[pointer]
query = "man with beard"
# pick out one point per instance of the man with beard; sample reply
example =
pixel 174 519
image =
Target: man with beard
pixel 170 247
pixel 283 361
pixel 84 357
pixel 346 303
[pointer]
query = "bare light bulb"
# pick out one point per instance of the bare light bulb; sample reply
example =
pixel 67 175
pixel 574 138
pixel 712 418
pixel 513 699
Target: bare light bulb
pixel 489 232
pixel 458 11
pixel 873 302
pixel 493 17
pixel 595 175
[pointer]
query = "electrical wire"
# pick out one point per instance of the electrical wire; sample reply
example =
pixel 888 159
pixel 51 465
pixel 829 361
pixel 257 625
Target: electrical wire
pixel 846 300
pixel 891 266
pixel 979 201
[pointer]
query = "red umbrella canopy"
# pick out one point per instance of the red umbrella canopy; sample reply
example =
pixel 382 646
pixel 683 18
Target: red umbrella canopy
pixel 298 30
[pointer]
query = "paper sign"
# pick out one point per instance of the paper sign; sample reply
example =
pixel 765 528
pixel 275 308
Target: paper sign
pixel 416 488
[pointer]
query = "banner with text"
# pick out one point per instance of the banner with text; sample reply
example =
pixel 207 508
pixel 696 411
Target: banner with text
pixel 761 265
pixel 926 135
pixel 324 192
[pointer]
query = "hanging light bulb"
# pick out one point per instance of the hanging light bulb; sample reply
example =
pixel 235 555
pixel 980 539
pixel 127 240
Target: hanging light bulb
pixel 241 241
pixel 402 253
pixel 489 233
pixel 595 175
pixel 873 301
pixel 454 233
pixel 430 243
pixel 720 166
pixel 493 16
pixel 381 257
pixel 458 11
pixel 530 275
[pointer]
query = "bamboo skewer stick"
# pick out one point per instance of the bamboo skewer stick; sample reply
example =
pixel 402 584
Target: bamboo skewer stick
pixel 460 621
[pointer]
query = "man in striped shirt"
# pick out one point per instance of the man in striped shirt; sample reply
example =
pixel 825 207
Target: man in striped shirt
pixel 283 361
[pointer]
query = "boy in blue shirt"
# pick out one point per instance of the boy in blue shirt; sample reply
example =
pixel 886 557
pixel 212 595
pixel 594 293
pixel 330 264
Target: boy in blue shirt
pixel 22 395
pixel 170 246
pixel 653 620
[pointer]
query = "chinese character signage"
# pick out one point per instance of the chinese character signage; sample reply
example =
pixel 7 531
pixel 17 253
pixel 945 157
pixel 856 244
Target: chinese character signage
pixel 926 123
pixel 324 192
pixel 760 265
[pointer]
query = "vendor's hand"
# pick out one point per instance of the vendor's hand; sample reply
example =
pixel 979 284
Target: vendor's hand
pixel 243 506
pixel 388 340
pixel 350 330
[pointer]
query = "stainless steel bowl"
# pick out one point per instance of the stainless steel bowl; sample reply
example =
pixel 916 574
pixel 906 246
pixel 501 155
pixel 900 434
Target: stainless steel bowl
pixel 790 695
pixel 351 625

__________________________________________________

Exercise prompt |
Reproduce all the records, replacing each occurrence of "sample reply" with "example output" and keeping everything else the same.

Exercise output |
[pointer]
query = "man with beard"
# pick out one point per instance of the man with beard; example output
example =
pixel 174 519
image =
Target: man with beard
pixel 170 247
pixel 283 361
pixel 84 357
pixel 346 303
[pointer]
query = "bare light bulb"
# pick out one point per instance of the bare light bulb; example output
example =
pixel 67 175
pixel 574 138
pixel 712 418
pixel 513 699
Target: bare light bulb
pixel 489 232
pixel 458 11
pixel 873 302
pixel 493 17
pixel 595 175
[pointer]
query = "electrical wire"
# pick out one point per instance of the electrical wire; example output
example =
pixel 888 159
pixel 51 465
pixel 829 361
pixel 257 625
Target: electrical wire
pixel 846 300
pixel 891 266
pixel 979 201
[pointer]
query = "red umbrella canopy"
# pick out one point per instance of the red umbrella canopy; example output
example =
pixel 382 646
pixel 683 18
Target: red umbrella canopy
pixel 298 30
[pointer]
query = "paper sign"
# pick out one point per instance of the paper sign; example output
example =
pixel 765 528
pixel 275 308
Target: paper sign
pixel 416 488
[pointer]
query = "banner with text"
# pick out one point per instance of the banner with text; example output
example =
pixel 207 508
pixel 696 411
Target: banner with text
pixel 761 265
pixel 926 135
pixel 324 192
[pointer]
query = "hanging light bulb"
# pick out one point per instance of the hanging light bulb; example output
example =
pixel 235 555
pixel 980 539
pixel 127 240
Target: hanging light bulb
pixel 241 241
pixel 402 253
pixel 489 233
pixel 595 175
pixel 873 301
pixel 454 233
pixel 430 243
pixel 720 166
pixel 493 16
pixel 381 257
pixel 458 11
pixel 530 275
[pointer]
query = "bamboo skewer stick"
# pick out one point per instance of the bamboo skewer stick; example output
example =
pixel 402 584
Target: bamboo skewer stick
pixel 460 621
[pointer]
query = "man in striped shirt"
# pick out one point per instance of the man in striped shirt; example output
example =
pixel 825 207
Target: man in striped shirt
pixel 283 361
[pointer]
query = "boy in blue shirt"
# pick out one point per instance of the boy in blue shirt; example output
example =
pixel 886 557
pixel 212 595
pixel 594 293
pixel 330 264
Target: boy in blue shirt
pixel 22 395
pixel 170 246
pixel 653 620
[pointer]
query = "chinese character signage"
# pick out one point per instance of the chinese character signage; example output
example =
pixel 7 531
pixel 17 253
pixel 945 157
pixel 856 244
Target: chinese character signage
pixel 926 123
pixel 324 192
pixel 760 265
[pointer]
query = "vendor's hand"
# pick out one point per instance of the vendor's hand; example output
example =
pixel 979 284
Target: vendor's hand
pixel 243 506
pixel 388 340
pixel 350 330
[pointer]
query = "stainless steel bowl"
# pick out one point per instance of the stainless steel bowl; example output
example =
pixel 916 574
pixel 906 246
pixel 501 155
pixel 900 434
Target: stainless steel bowl
pixel 790 695
pixel 351 625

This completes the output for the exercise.